REQUEST: Restate the whole listing exactly.

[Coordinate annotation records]
>> Start

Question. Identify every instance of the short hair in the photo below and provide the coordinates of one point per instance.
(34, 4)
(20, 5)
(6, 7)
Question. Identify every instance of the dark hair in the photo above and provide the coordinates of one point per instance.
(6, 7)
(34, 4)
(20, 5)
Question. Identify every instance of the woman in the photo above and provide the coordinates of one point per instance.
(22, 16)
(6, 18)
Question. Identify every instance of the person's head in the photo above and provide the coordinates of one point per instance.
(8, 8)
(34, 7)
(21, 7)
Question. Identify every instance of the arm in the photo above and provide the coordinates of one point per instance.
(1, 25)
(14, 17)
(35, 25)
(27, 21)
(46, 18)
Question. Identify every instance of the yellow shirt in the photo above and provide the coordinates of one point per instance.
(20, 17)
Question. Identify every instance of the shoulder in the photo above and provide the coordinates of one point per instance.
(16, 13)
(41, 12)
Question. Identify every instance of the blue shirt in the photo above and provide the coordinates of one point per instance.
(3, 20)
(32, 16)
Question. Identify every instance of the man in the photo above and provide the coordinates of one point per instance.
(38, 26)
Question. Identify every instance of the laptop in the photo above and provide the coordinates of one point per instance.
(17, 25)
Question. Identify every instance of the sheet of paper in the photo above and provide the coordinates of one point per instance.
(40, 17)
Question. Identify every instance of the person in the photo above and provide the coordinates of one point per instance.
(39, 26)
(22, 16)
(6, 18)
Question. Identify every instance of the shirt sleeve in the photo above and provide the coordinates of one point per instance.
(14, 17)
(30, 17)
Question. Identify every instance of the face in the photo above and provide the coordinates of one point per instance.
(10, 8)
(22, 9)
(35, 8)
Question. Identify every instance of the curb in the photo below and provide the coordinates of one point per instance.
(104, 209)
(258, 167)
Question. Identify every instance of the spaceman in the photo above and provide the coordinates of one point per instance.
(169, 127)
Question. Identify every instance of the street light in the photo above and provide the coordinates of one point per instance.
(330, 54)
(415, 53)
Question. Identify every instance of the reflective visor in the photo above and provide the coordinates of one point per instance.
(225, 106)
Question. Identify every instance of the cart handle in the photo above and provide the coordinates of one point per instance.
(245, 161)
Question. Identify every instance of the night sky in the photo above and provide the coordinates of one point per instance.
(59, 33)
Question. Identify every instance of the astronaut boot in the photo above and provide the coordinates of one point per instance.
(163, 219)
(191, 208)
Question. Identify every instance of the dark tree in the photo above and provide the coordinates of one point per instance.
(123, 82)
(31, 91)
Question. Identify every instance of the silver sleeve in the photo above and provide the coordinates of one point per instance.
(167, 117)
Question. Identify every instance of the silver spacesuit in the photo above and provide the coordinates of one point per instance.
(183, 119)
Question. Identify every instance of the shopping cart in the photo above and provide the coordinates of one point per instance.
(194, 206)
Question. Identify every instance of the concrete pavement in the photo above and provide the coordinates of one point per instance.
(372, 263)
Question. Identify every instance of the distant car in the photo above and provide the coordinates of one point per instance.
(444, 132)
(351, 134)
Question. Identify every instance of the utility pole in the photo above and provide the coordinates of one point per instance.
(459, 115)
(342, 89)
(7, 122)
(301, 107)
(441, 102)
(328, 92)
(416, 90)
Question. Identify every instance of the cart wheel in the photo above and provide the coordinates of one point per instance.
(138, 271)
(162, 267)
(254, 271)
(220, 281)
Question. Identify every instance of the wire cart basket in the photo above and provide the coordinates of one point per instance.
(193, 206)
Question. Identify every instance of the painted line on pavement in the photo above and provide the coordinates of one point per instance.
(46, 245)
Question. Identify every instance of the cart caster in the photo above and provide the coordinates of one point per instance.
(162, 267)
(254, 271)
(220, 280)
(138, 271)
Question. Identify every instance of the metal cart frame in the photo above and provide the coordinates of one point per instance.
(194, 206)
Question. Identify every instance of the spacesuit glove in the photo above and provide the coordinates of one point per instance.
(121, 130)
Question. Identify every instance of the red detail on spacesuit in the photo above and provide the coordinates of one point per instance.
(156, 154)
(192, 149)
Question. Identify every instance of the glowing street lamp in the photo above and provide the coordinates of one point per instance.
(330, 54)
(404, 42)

>> End

COMPLETE ANSWER:
Question. Identify every instance of the short hair in the photo below and provide the coordinates of one point per instance.
(34, 4)
(20, 5)
(6, 7)
Question. Identify every instance of the dark hair in the photo above and provide the coordinates of one point per instance.
(6, 7)
(34, 4)
(20, 5)
Question. Identify every instance of the woman in the photo above and provide the coordinates of one point per instance.
(22, 16)
(6, 18)
Question. Identify every instance of the person's head in the photo above and provide the coordinates of one point per instance.
(8, 8)
(34, 7)
(21, 7)
Question. Identify every instance of the arm in the photo above and provide the coordinates of one point per instance.
(1, 25)
(14, 17)
(35, 25)
(27, 21)
(46, 18)
Question. Identify every instance of the yellow shirt in the photo above and provide the coordinates of one point per instance.
(20, 17)
Question. Identify every instance of the shoulder in the photo above and provide the coordinates of one point per instance.
(16, 13)
(41, 12)
Question. Identify every instance of the blue shirt in the photo above and provide the coordinates of one point per instance.
(3, 20)
(32, 16)
Question. Identify every instance of the man in the photo above and provide the coordinates of one point per instance.
(38, 26)
Question. Identify every instance of the laptop in the photo above and provide the coordinates of one point per instance.
(17, 25)
Question. Identify every instance of the sheet of paper in the photo above and provide the coordinates of one point per instance.
(40, 17)
Question. Identify every instance of the person in the photo above and provide the coordinates of one point per instance.
(39, 26)
(22, 16)
(6, 18)
Question. Identify every instance of the shirt sleeve in the photo above and provide the coordinates of one point per instance.
(14, 17)
(30, 17)
Question. Identify every instance of the face in the photo above and provide the coordinates of one point per instance.
(10, 8)
(22, 9)
(35, 8)
Question. Identify every instance of the curb in the photo below and provide the coordinates of one point per instance.
(104, 209)
(258, 167)
Question. Identify every instance of the spaceman in the photo above and provide the coordinates of one point per instance.
(169, 127)
Question. Identify every instance of the street light in the photo above and provide the coordinates of one point per instance.
(330, 54)
(415, 53)
Question. Identify every instance of the reflective visor in the photo above and provide the coordinates of one point per instance.
(225, 106)
Question. Identify every instance of the cart handle in the photo above and provide the coordinates of one point per instance.
(245, 161)
Question. Identify every instance of the night sky in the photo above and provide the coordinates of one point per instance.
(59, 33)
Question. Identify every instance of the astronaut boot in the photo above and provide the coordinates of one point per instance.
(163, 219)
(191, 208)
Question. Identify every instance of the dark tree in the photo above and provide the coordinates of one point per instance.
(123, 82)
(31, 91)
Question. Identify every instance of the silver sleeve in the photo above and provide the coordinates of one point per instance.
(167, 117)
Question. Identify every instance of the silver spacesuit in the photo above and provide the coordinates of one point per instance.
(183, 119)
Question. Identify every instance of the shopping cart in the photo above and provide the coordinates of one point per instance.
(194, 206)
Question. Identify every instance of the concrete pavement in the photo above and provide the coordinates of one point per instance.
(372, 263)
Question. Identify every instance of the distant car in the photo above and provide the coordinates of one point per instance.
(444, 132)
(351, 134)
Question. Identify every instance of the utility pole in the photo above and provide the coordinates of one point per instance.
(459, 115)
(342, 89)
(7, 122)
(301, 107)
(441, 102)
(328, 92)
(416, 90)
Question. Identify every instance of the cart wheel in the photo above and provide the coordinates of one point per instance.
(138, 271)
(162, 267)
(254, 271)
(220, 281)
Question. Identify every instance of the wire cart basket in the photo above and provide the coordinates of one point per instance.
(193, 206)
Question. Identify every instance of the painted line on pavement in the photo above and provide the coordinates of one point per instance.
(46, 245)
Question. Identify every instance of the cart caster in the photo above and provide the coordinates of one point per instance.
(162, 267)
(254, 271)
(220, 280)
(138, 271)
Question. Identify every instance of the metal cart frame in the photo above and provide the coordinates of one point per instance.
(194, 206)
Question. Identify every instance of the spacesuit glove in the photo above and provide the coordinates of one point per instance.
(121, 130)
Question. Identify every instance of the red detail on spacesuit in the photo above and provide the coordinates of one point per instance.
(156, 154)
(192, 149)
Question. Identify every instance of the glowing street lamp in the photo above and provide the coordinates of one point per instance.
(330, 54)
(404, 42)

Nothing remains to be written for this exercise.